▶ STATED TASK
Write out every one of the lines below word for word, without changing anything.

▶ ENTRIES SUPPLIED
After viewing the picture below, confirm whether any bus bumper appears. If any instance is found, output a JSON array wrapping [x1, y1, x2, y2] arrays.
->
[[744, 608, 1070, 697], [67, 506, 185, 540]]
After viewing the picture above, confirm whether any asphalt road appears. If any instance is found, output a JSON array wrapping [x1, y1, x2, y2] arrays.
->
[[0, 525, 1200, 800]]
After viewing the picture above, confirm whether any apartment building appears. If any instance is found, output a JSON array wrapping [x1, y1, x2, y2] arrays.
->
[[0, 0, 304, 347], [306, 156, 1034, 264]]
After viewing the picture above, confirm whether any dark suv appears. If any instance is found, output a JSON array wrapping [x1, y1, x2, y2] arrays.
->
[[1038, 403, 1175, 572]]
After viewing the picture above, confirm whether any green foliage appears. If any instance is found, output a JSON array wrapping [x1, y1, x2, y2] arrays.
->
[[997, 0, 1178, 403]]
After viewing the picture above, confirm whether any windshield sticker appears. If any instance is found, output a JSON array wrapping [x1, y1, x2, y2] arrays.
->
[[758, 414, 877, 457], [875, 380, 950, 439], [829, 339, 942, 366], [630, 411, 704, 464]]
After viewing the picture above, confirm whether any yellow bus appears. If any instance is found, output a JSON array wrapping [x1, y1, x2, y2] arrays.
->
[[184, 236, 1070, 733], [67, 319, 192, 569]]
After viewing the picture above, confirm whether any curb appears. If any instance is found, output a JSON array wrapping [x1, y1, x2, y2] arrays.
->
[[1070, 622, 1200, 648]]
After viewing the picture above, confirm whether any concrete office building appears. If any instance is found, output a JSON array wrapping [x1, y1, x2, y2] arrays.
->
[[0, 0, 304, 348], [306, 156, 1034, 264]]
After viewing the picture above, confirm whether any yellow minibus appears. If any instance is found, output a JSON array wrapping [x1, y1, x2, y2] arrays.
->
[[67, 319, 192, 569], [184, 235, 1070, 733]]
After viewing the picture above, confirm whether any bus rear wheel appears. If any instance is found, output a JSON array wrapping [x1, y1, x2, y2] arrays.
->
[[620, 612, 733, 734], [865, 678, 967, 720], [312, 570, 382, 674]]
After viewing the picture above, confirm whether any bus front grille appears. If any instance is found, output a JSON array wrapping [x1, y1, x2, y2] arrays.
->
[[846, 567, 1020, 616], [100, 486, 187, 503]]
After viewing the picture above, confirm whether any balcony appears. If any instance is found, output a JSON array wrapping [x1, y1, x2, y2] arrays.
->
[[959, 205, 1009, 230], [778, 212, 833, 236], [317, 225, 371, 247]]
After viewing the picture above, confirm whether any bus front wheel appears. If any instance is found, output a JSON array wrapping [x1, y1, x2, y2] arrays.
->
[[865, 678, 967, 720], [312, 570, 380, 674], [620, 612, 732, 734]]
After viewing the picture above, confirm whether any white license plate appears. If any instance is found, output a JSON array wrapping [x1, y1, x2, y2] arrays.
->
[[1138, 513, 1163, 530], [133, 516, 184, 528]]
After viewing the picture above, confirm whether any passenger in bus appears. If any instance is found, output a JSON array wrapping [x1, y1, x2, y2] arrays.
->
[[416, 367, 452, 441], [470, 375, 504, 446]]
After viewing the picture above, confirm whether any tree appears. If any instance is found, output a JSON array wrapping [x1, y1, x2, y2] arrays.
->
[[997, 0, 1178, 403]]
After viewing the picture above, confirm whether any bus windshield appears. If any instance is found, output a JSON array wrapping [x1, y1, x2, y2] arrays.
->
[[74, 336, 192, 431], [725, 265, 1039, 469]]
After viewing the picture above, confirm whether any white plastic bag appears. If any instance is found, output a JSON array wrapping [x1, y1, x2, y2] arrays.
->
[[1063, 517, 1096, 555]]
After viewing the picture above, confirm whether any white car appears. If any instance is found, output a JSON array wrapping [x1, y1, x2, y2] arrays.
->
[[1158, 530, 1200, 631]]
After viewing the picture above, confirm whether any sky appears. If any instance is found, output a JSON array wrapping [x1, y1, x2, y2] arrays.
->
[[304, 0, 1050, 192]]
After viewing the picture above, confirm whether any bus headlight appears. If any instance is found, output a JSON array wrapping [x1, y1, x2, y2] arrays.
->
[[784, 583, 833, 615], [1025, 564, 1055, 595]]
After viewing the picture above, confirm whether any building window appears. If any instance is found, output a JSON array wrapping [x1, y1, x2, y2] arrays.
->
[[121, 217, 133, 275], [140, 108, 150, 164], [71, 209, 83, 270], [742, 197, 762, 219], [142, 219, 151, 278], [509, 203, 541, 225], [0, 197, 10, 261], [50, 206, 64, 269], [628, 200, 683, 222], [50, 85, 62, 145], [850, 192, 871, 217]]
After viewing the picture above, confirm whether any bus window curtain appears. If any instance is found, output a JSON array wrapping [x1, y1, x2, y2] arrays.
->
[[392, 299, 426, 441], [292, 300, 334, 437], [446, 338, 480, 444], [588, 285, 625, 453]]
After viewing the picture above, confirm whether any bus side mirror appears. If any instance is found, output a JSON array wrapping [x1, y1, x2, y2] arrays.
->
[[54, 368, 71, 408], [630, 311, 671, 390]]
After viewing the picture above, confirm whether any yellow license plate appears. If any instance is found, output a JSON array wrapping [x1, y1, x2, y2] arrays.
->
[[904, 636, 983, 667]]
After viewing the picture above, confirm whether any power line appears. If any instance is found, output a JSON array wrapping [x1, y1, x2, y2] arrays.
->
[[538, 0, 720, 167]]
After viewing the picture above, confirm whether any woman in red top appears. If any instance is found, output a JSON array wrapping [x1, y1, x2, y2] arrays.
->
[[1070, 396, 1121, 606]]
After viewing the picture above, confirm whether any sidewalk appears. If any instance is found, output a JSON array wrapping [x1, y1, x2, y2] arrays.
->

▶ THE SOLUTION
After viewing the picture below, confirm whether any bus bumper appears. If any instance is found, output a JSON array wrapping [x1, y1, x2, y2] arrays.
->
[[744, 608, 1070, 697], [67, 506, 185, 540]]
After viewing the picture above, confirm whether any asphalt road appears. If any instance is found, output a JSON array wrapping [x1, y1, x2, y2] arrays.
->
[[0, 525, 1200, 800]]
After viewing the picture above, confirm whether any apartment building appears. If any instance is found, output a JSON array wrapping [x1, y1, x2, y2] arrays.
->
[[0, 0, 304, 347], [306, 156, 1034, 264]]
After viewing the picture above, confirm whether any dark suv appears. If any instance is found, output a JSON array wrapping [x1, y1, x2, y2] arrays.
->
[[1038, 403, 1175, 572]]
After viewing the picture above, confirm whether any green foliage appears. If any instance is found, output a JSON array wrapping [x1, y1, x2, y2] arrays.
->
[[997, 0, 1178, 403]]
After viewing the picture above, confirm whether any windshield sticker appears. If any instance is found, output a JSON array wrapping [x1, y1, x2, y2] arrays.
->
[[758, 414, 877, 457], [875, 380, 950, 439], [829, 339, 942, 366], [630, 411, 704, 464]]
After viewing the picture above, confirm whether any yellow bus appears. If any instance is found, output a JSON array wrapping [x1, y1, x2, y2] arrays.
->
[[184, 236, 1070, 733], [67, 319, 192, 569]]
After viewing the picture above, confirm whether any curb appears. If any instance is found, output a JSON array wrapping [x1, y1, x2, y2] arrays.
->
[[1070, 622, 1200, 648]]
After viewing the picture above, confirm whether any concrete office building appears. If any instance is found, output a JSON array wrapping [x1, y1, x2, y2] arrays.
->
[[0, 0, 304, 348], [306, 156, 1034, 264]]
After viewing the picture above, confirm whether any yellow minibus appears. If any instance is found, output a JSON array wrapping [x1, y1, x2, y2] arrays.
->
[[67, 319, 192, 569], [184, 235, 1070, 733]]
After viewing the picture above, confirm whether any bus rear wheel appears. If any instance is found, output a JSON array wrapping [x1, y1, x2, y2] arrays.
->
[[620, 612, 733, 734], [865, 678, 967, 720], [312, 570, 382, 674]]
After viewing the picture above, confirm whether any bus front grille appears. If any instance is found, output a JSON array wrapping [x1, y1, x2, y2] arrays.
->
[[846, 567, 1020, 616], [100, 486, 187, 503]]
After viewing the picture above, confirm whether any balcony appears. If any instance is found, output a JSON array wrapping [x1, y1, x2, y2] arrays.
->
[[959, 205, 1009, 230], [778, 212, 833, 236], [317, 225, 371, 247]]
After viewing the picture above, confirm whether any bus front wheel appears. If any instance is found, output a JSON array wrapping [x1, y1, x2, y2] arrays.
->
[[865, 678, 967, 720], [312, 570, 380, 674], [620, 612, 732, 734]]
After viewing the picture above, confirm whether any white license plate appears. If any instance is found, output a JSON array wrapping [x1, y1, x2, y2] arrays.
->
[[1138, 513, 1163, 530], [133, 516, 184, 528]]
After viewing the picture above, confirm whether any passenger in bus appears. If any instance is found, output a JSON array wrapping [x1, y1, x2, y2] arrays.
->
[[416, 367, 452, 441], [470, 375, 504, 446]]
After viewing the picture above, confirm whether any tree appears. If any instance is found, output a JSON array wrapping [x1, y1, x2, y2] arrays.
->
[[997, 0, 1178, 403]]
After viewing the picture above, confirm whether any bus windshield appears. If any instance is found, output a JSON array wrapping [x1, y1, x2, y2] arrays.
->
[[74, 336, 192, 431], [725, 265, 1039, 469]]
After viewing the picture above, confirm whether any white plastic bag appears. If any instance is found, output a JSON array wrapping [x1, y1, x2, y2] arrays.
->
[[1063, 517, 1096, 555]]
After viewing the picture above, confirm whether any white car appears. If any instance is found, output a JSON array wrapping [x1, y1, x2, y2] arrays.
->
[[1158, 530, 1200, 631]]
After viewing the picture above, confirm whether any sky appears. If any instance is found, output a JSON array wrapping [x1, y1, x2, y2] arrays.
->
[[304, 0, 1050, 192]]
After viewing the picture above, confirm whether any bus headlight appears. If any instance is found, output a JSON array wrapping [x1, y1, x2, y2] arrays.
->
[[784, 583, 833, 615], [1025, 564, 1055, 595]]
After viewing the picture above, confirm whether any building window appears. If any instance is found, output a JSON array wrapping [x1, y1, x2, y2] arrays.
->
[[121, 217, 133, 275], [140, 108, 150, 164], [71, 209, 83, 270], [742, 197, 762, 219], [142, 219, 151, 278], [509, 203, 541, 225], [0, 197, 10, 261], [50, 206, 64, 269], [628, 200, 683, 222], [50, 85, 62, 145], [850, 192, 871, 217]]
After viewing the picture above, confirm whether any bus window curtain appears. If any instance is found, output a JSON array wrapping [x1, y1, x2, y2] arrays.
->
[[392, 299, 426, 441], [292, 300, 334, 437], [446, 338, 480, 444], [588, 285, 625, 453]]
After viewing the picture above, confirm whether any bus side mirror appears. If any instance is found, output a JSON array wrapping [x1, y1, x2, y2] arrays.
->
[[54, 368, 71, 408], [630, 311, 671, 390]]
After viewing the picture above, confirm whether any yellow license plate appears. If any instance is found, output a JSON array wrapping [x1, y1, x2, y2] arrays.
->
[[904, 636, 983, 667]]
After viewing the picture above, confirm whether any power line appears. If any instance is found, output a JSON array wrapping [x1, y1, x2, y2] arrays.
->
[[538, 0, 720, 167]]
After viewing the picture above, confirm whether any woman in red top appears. If any instance is found, output a JSON array wrapping [x1, y1, x2, y2] arrays.
->
[[1070, 396, 1121, 606]]
After viewing the picture above, confirm whether any sidewalk appears. If any instance is found, output a JSON array wrapping [x1, y1, x2, y2] arrays.
->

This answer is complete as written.